*What you should do*: Transcribe each record below word for word.
[Begin]
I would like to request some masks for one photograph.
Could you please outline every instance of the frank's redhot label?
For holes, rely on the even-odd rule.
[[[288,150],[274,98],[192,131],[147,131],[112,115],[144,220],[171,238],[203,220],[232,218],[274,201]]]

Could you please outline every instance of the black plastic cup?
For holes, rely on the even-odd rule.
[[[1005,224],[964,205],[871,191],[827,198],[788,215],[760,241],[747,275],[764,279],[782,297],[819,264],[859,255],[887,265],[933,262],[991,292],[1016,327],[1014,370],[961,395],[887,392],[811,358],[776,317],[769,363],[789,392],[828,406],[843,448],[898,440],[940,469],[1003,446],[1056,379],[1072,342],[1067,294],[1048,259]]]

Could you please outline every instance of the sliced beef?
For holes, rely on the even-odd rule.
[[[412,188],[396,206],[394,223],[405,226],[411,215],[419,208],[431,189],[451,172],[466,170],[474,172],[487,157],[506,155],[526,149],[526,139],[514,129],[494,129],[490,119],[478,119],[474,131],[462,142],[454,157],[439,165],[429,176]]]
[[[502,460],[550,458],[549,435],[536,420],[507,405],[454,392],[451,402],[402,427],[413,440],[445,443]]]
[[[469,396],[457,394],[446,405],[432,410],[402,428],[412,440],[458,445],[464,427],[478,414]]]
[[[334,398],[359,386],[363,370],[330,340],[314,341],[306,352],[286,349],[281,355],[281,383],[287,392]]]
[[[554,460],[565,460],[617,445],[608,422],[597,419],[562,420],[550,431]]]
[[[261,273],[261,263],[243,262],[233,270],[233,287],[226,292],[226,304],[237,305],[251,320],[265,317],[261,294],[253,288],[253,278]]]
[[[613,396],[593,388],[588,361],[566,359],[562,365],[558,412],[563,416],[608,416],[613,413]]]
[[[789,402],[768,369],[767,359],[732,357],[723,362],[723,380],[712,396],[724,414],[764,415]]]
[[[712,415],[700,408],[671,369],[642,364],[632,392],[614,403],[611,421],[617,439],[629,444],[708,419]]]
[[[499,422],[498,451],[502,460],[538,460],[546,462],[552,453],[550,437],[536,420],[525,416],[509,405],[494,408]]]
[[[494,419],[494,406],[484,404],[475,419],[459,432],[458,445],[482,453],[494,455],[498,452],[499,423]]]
[End]
*Solution to this exercise*:
I would like to request some masks for one photograph.
Could you please outline every instance of the frank's redhot label?
For holes, rely on the even-odd rule.
[[[288,150],[274,98],[192,131],[147,131],[112,115],[144,220],[171,238],[203,220],[232,218],[274,201]]]

Could you please outline every instance of the black plastic cup?
For holes, rely on the even-odd rule.
[[[1005,224],[964,205],[871,191],[827,198],[788,215],[760,241],[747,275],[764,279],[782,297],[819,264],[859,255],[887,265],[933,262],[991,292],[1016,327],[1014,370],[961,395],[887,392],[811,358],[776,317],[769,363],[789,392],[828,406],[843,448],[898,440],[940,469],[1003,446],[1056,379],[1072,342],[1067,294],[1048,259]]]

Could you please outline every instance of the sliced beef?
For holes, rely on the even-odd rule.
[[[412,188],[396,206],[394,223],[405,226],[411,215],[419,208],[431,189],[451,172],[466,170],[474,172],[487,157],[506,155],[526,149],[526,139],[514,129],[494,129],[490,119],[478,119],[474,131],[462,142],[454,157],[439,165],[429,176]]]
[[[502,460],[550,458],[549,435],[536,420],[507,405],[454,392],[451,402],[402,427],[413,440],[445,443]]]
[[[469,396],[457,394],[446,405],[432,410],[402,428],[412,440],[458,445],[464,427],[478,414]]]
[[[334,398],[359,386],[363,370],[330,340],[314,341],[306,352],[286,349],[281,355],[281,383],[287,392]]]
[[[554,460],[565,460],[617,445],[608,422],[597,419],[562,420],[550,431]]]
[[[261,273],[261,263],[243,262],[233,270],[233,287],[226,292],[226,304],[237,305],[251,320],[265,317],[261,294],[253,288],[253,278]]]
[[[613,396],[593,388],[588,361],[566,359],[562,365],[558,412],[563,416],[608,416],[613,413]]]
[[[789,402],[768,369],[767,359],[732,357],[723,362],[723,380],[712,396],[724,414],[764,415]]]
[[[712,415],[700,408],[671,369],[642,364],[632,392],[614,403],[611,421],[617,439],[629,444],[708,419]]]
[[[499,422],[498,451],[502,460],[538,460],[546,462],[552,453],[550,437],[536,420],[525,416],[509,405],[494,408]]]
[[[494,419],[494,406],[484,404],[475,419],[459,432],[458,445],[482,453],[494,455],[498,452],[499,423]]]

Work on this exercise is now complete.